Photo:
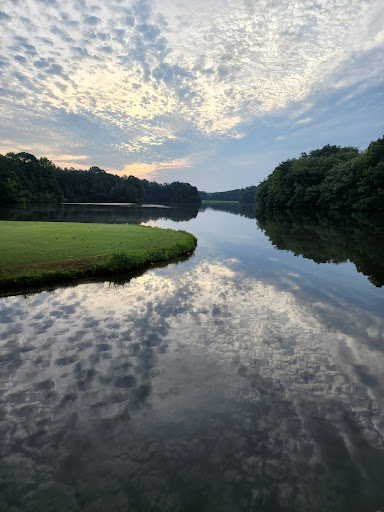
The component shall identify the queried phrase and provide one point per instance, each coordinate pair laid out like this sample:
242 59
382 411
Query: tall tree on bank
330 178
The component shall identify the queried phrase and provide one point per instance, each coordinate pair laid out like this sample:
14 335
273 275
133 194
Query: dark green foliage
175 192
329 237
26 179
247 194
229 195
332 178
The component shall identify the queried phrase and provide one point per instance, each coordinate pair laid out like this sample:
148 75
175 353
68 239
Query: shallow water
245 378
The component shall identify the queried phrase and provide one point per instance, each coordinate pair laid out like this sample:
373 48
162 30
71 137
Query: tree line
27 179
243 195
333 178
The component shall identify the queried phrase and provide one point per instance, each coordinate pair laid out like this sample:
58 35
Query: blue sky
214 93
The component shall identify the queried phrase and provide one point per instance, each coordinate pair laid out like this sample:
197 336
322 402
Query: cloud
304 121
144 170
158 77
4 16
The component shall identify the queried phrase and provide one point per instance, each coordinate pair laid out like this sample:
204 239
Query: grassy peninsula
34 253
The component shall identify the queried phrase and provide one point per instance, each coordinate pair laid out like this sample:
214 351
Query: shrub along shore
37 253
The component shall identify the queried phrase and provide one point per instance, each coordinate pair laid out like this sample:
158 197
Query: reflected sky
242 379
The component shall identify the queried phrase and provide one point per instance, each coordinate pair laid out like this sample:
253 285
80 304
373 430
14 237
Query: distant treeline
333 178
27 179
244 195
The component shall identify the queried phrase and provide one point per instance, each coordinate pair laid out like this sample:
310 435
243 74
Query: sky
215 93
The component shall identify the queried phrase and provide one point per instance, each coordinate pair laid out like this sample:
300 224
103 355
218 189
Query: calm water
247 378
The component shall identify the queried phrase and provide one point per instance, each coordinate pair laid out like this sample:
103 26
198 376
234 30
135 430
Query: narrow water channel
247 378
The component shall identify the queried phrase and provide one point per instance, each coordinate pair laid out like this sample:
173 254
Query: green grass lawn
34 247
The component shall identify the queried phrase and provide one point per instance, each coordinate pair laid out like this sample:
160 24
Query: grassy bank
34 253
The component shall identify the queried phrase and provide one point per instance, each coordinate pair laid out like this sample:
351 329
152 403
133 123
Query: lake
248 377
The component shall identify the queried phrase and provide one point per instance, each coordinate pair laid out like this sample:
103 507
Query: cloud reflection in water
198 386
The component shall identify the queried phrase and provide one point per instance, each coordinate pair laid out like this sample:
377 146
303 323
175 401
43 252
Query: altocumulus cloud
162 80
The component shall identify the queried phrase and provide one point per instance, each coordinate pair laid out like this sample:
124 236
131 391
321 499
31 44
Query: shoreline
124 260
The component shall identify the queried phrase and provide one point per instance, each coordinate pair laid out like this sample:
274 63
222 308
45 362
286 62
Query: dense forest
329 178
243 195
27 179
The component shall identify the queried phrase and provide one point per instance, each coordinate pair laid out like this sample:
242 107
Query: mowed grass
29 248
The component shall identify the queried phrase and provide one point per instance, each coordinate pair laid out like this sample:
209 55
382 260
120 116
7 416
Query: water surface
249 377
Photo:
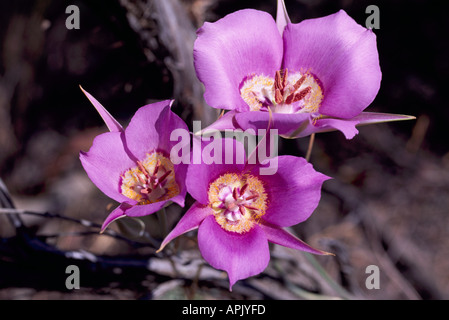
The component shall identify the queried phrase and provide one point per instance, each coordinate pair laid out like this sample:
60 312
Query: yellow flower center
297 92
152 180
238 201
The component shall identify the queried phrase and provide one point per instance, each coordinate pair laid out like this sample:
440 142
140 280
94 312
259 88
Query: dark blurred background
387 204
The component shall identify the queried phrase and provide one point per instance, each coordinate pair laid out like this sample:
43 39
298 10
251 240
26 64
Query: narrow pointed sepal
112 124
282 18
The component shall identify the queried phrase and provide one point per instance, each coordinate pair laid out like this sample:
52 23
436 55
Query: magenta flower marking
237 211
317 75
132 165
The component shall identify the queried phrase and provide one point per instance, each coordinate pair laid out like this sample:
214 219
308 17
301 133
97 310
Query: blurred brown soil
387 204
::::::::
■ Work required
Output everything in the records exactly, leaving pictures out.

■ Answer section
Photo:
The component shall identify the queried phrase and provide one point per instance, each coordinate pair laid out like this sample:
242 59
382 411
Query: tall tree on bank
330 178
The component shall identify the queried phrase and provide one point per instance, each coordinate pair laid out like this sample:
14 335
273 275
133 194
Query: dark green foliage
175 192
329 237
26 179
247 194
229 195
332 178
The component shall identify the queried phrase and provide one point per instance, each coordinate pair laid out like this sample:
148 75
175 353
68 239
Query: shallow water
245 378
The component shall identify the queried phrase and provide one point per instance, each coordinate pair laid out like this sample:
373 48
162 30
71 137
Query: tree line
27 179
243 195
333 178
The component shall identify the queried phrase and provide one point per instance, each coordinate pair laid out like this sample:
58 35
Query: blue sky
214 93
The component shall identify the queried phrase and provide one point per instance, each coordinate pair laid out like this sample:
197 336
322 402
Query: cloud
304 121
144 170
158 77
4 16
The component shall identify the queried phrase and provide one point per instance, each coordinate pair laid out like this sample:
204 239
Query: grassy peninsula
34 253
The component shall identify the queried phrase and provide one point per instance, each coordinate pair laid out like this sample:
214 351
Query: shrub along shore
37 253
The component shall identify the queried phrase and provide one point per instance, each coordinate pair laid out like this sample:
158 197
Query: reflected sky
242 379
The component shall identify the queried phrase and provide one point per instance, each coordinate pair laid out like this sample:
253 285
80 304
373 430
14 237
Query: distant treeline
333 178
27 179
244 195
The component shall identify the queried phrase and provide one point per instance, each coordinate pair laid out like this sample:
310 435
243 74
Query: sky
215 93
The component shall identify the queried phrase and provide one point per instance, each coordinate pair laid out like this sample:
300 224
103 355
218 189
Query: calm water
247 378
The component shall identify the queried phrase and provide one point per instance, each coordinate pair laid out like this sample:
103 26
198 376
234 30
135 430
Query: narrow water channel
247 378
The component shall identify the queried phrase and provide one point per instance, each coordinate pair laid out like this sample:
173 254
Query: green grass lawn
34 247
The component shall identify the queried phrase and provide one point per instance, each coordinate pair laid out like this sample:
160 24
Query: grassy bank
34 253
The component shall identify the queried phrase and provide one point per instance, each coordinate pair laid out like this sample:
351 329
152 403
133 123
Query: lake
248 377
The component shall identify the queried phrase and provide one point per instance, each coordinate pair laid out like this sample:
103 507
Query: cloud reflection in water
198 386
The component shall identify the queried phrase and provide one point per instance, each coordinate pair laid out like this sample:
377 146
303 323
175 401
43 252
Query: altocumulus cloud
162 80
The component shall identify the queried phrase and provide one point per instance, each coordinate pair laid out like this sample:
124 236
131 391
321 499
31 44
Query: shoreline
124 260
The component shall identify the queried phrase and provide one point per instance, each coordinate pair laid out like this sample:
274 63
222 308
45 362
286 62
Query: dense forest
329 178
243 195
27 179
The component shall identify the queried phrase and provide one point per instance, each coordinate pair laid out like this sample:
242 107
Query: mowed grass
29 248
The component shall identify the queried phrase and provide one point per instance, each coordinate pair laid out like this sample:
209 55
382 260
120 116
7 416
Query: water surface
249 377
Photo:
The component shall identify the queried phrase and provide one point per instance, each coordinate pair laid out like this sample:
60 312
Query: yellow flower center
297 92
152 180
238 201
The component shall identify the queried phrase and provide one point per instance, each coordinate pair laid out like this sample:
440 142
140 280
94 312
259 88
Query: dark blurred background
387 204
The component shall identify the queried phrase and provide one point per instance, each coordinate pair laid out like this sample:
43 39
298 10
251 240
26 64
Query: narrow pointed sepal
112 124
282 18
The component shall identify the queried phrase and provide one point per instance, each coordinate pair laid out like this sample:
52 23
436 55
Query: magenta flower marking
237 211
317 75
132 165
The component shall identify the queried phrase and provide one point per instance, each coordinate pair laid out like this sample:
214 219
308 17
301 133
97 310
Query: blurred brown soil
387 204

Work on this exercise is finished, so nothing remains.